# Goal of the exercise
Give these rows as a numbered list, skipping any blank lines and leaving out the pictures.

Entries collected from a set
+---+
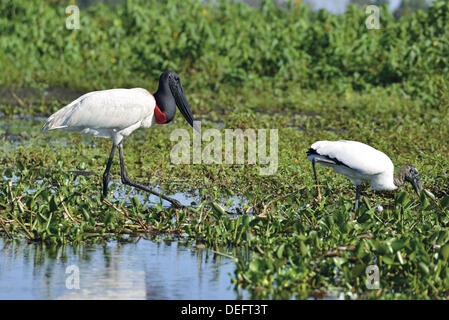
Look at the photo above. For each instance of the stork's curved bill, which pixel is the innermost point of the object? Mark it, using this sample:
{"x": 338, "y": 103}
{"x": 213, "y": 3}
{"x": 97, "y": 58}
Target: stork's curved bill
{"x": 181, "y": 101}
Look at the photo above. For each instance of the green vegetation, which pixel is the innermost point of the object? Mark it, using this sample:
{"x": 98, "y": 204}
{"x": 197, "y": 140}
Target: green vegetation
{"x": 313, "y": 76}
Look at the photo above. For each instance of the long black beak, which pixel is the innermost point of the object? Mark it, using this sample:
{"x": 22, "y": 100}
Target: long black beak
{"x": 181, "y": 102}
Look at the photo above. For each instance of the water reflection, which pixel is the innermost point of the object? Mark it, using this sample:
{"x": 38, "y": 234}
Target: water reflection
{"x": 141, "y": 270}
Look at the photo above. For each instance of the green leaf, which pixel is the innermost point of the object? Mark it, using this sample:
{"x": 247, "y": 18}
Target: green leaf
{"x": 444, "y": 251}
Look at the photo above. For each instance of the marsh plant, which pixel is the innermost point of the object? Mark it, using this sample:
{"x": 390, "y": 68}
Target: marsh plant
{"x": 311, "y": 76}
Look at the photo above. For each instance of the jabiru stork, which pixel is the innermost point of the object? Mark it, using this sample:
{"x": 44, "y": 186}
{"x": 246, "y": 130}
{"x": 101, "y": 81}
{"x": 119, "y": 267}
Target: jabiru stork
{"x": 360, "y": 162}
{"x": 116, "y": 113}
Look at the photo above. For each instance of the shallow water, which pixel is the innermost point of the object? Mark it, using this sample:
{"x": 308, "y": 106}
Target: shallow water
{"x": 141, "y": 270}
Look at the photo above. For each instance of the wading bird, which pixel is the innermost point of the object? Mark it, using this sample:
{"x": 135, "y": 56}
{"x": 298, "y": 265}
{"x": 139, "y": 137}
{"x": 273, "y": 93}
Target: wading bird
{"x": 360, "y": 162}
{"x": 116, "y": 113}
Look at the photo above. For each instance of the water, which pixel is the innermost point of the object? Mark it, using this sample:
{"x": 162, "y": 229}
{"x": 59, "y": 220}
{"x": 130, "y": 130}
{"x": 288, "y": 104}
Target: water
{"x": 141, "y": 270}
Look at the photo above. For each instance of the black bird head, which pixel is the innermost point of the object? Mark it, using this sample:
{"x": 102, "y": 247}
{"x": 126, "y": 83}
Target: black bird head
{"x": 171, "y": 94}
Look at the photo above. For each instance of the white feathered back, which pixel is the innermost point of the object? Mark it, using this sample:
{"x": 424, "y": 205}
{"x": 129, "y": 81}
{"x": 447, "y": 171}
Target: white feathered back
{"x": 356, "y": 155}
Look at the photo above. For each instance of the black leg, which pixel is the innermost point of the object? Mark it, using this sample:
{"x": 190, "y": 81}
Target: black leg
{"x": 316, "y": 180}
{"x": 127, "y": 181}
{"x": 357, "y": 197}
{"x": 106, "y": 177}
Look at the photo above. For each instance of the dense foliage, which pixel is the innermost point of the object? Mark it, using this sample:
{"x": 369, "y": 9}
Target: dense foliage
{"x": 228, "y": 43}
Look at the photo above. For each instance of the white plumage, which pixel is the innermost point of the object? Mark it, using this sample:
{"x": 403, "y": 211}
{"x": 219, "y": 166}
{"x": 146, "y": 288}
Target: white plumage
{"x": 116, "y": 113}
{"x": 113, "y": 113}
{"x": 360, "y": 162}
{"x": 357, "y": 161}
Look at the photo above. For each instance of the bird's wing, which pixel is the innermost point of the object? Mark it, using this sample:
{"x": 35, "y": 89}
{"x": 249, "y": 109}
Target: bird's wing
{"x": 106, "y": 109}
{"x": 356, "y": 155}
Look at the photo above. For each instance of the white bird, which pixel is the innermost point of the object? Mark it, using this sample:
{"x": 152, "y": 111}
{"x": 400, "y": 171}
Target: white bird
{"x": 116, "y": 113}
{"x": 360, "y": 162}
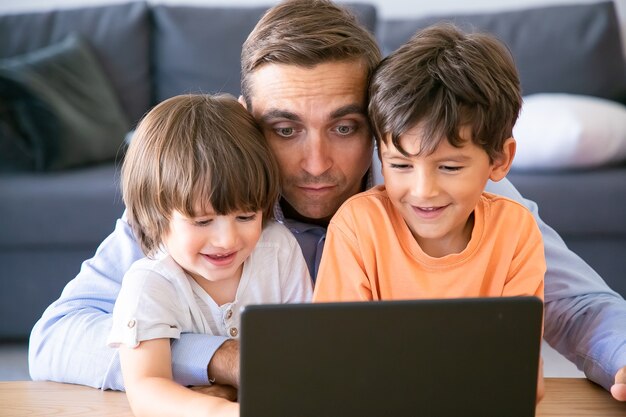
+---+
# Answer below
1. Look at the photo above. For each instance of the stork's curved bill, which pixel is the innermost point of the object? Mark it, using this sample:
2. {"x": 338, "y": 103}
3. {"x": 213, "y": 3}
4. {"x": 97, "y": 58}
5. Target: stork's curved bill
6. {"x": 181, "y": 101}
7. Look at the photo above. For each instance of the green vegetation, which pixel is the innermost point of the object? Mark it, using this sample:
8. {"x": 98, "y": 204}
9. {"x": 197, "y": 140}
10. Target: green vegetation
11. {"x": 313, "y": 76}
12. Look at the photo above. For each instance of the long black beak, which pixel is the innermost point of the object? Mark it, using this sample:
13. {"x": 22, "y": 100}
14. Target: long black beak
15. {"x": 181, "y": 102}
16. Look at the photo above. For each instance of the water reflection, which pixel is the innermost point of the object? Mark it, using this sample:
17. {"x": 38, "y": 234}
18. Target: water reflection
19. {"x": 141, "y": 270}
20. Look at the photo above. For each instance of the green leaf, which pixel is the innermost point of the object? Mark it, using this sample:
21. {"x": 247, "y": 18}
22. Target: green leaf
23. {"x": 444, "y": 251}
24. Look at the photo above. For each instance of the marsh plant, which pixel is the innermost point of the object? Mark it, using this sample:
25. {"x": 390, "y": 68}
26. Target: marsh plant
27. {"x": 311, "y": 76}
28. Look at the photo above. For each instance of the jabiru stork, which pixel is the innermost point of the object? Mark it, using this sample:
29. {"x": 44, "y": 186}
30. {"x": 246, "y": 130}
31. {"x": 101, "y": 81}
32. {"x": 119, "y": 267}
33. Target: jabiru stork
34. {"x": 360, "y": 162}
35. {"x": 116, "y": 113}
36. Look at the photo above. For each instance of the shallow water, which pixel is the innermost point of the object? Mark it, using this sample:
37. {"x": 308, "y": 106}
38. Target: shallow water
39. {"x": 141, "y": 270}
40. Look at the photo above. For each instance of the wading bird, which pixel is the innermost point of the object? Mark it, using this sample:
41. {"x": 135, "y": 56}
42. {"x": 298, "y": 265}
43. {"x": 139, "y": 137}
44. {"x": 273, "y": 93}
45. Target: wading bird
46. {"x": 360, "y": 162}
47. {"x": 116, "y": 113}
48. Look at the photo above. For each instance of the water, which pixel is the innermost point of the object? Mark it, using this sample:
49. {"x": 162, "y": 229}
50. {"x": 59, "y": 220}
51. {"x": 130, "y": 130}
52. {"x": 288, "y": 104}
53. Target: water
54. {"x": 141, "y": 270}
55. Look at the photo above. For each instance of the black bird head, which pixel is the innermost point of the object? Mark it, using this sample:
56. {"x": 102, "y": 247}
57. {"x": 126, "y": 83}
58. Target: black bird head
59. {"x": 171, "y": 94}
60. Look at the photo above. For each instance of the white feathered back, which pixel is the innermost point of the object? Mark it, using this sample:
61. {"x": 424, "y": 205}
62. {"x": 129, "y": 81}
63. {"x": 447, "y": 171}
64. Target: white feathered back
65. {"x": 356, "y": 155}
66. Look at the photo above. For each instance of the black leg, which pixel is the innermost point of the object? Mark it, using this sample:
67. {"x": 190, "y": 81}
68. Target: black leg
69. {"x": 316, "y": 180}
70. {"x": 127, "y": 181}
71. {"x": 357, "y": 197}
72. {"x": 106, "y": 177}
73. Look at the photo above. For each instance of the dense foliage, which pixel is the innermost point of the object? Mark it, using this sample:
74. {"x": 369, "y": 9}
75. Target: dense foliage
76. {"x": 228, "y": 43}
77. Look at the photo above. For each instance of the white plumage, which pixel is the innermost point of the object? Mark it, using this sample:
78. {"x": 403, "y": 211}
79. {"x": 219, "y": 166}
80. {"x": 146, "y": 288}
81. Target: white plumage
82. {"x": 116, "y": 113}
83. {"x": 113, "y": 113}
84. {"x": 360, "y": 162}
85. {"x": 357, "y": 161}
86. Look at the photo above. For each instance of the bird's wing, which pixel is the innermost point of the object? Mark it, using this sample:
87. {"x": 35, "y": 89}
88. {"x": 249, "y": 109}
89. Target: bird's wing
90. {"x": 106, "y": 109}
91. {"x": 356, "y": 155}
92. Look at the photo above. For each instance of the white bird, which pixel is the innermost point of the object? Mark it, using this sample:
93. {"x": 152, "y": 111}
94. {"x": 400, "y": 171}
95. Target: white bird
96. {"x": 116, "y": 113}
97. {"x": 360, "y": 162}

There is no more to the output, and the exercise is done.